> **Description of the task**
How many lines of the data hold the word "header"? State the number and nothing else.

Records from a collection
=-=-=
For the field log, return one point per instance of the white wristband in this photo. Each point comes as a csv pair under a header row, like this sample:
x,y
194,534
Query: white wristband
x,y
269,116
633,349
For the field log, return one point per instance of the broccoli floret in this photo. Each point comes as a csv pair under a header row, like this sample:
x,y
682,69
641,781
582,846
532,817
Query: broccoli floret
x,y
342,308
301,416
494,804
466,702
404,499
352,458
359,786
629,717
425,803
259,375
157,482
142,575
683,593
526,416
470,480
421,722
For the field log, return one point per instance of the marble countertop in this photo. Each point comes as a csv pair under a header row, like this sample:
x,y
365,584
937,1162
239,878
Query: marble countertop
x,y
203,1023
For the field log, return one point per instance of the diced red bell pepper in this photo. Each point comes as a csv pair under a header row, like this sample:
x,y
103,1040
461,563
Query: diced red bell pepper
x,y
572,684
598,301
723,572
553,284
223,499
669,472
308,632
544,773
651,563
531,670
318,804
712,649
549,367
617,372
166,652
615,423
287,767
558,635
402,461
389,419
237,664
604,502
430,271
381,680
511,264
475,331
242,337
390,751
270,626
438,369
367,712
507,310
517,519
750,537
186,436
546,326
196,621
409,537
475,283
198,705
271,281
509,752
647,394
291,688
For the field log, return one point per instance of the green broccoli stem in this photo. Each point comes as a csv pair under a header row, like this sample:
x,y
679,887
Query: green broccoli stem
=-=-=
> **Result below**
5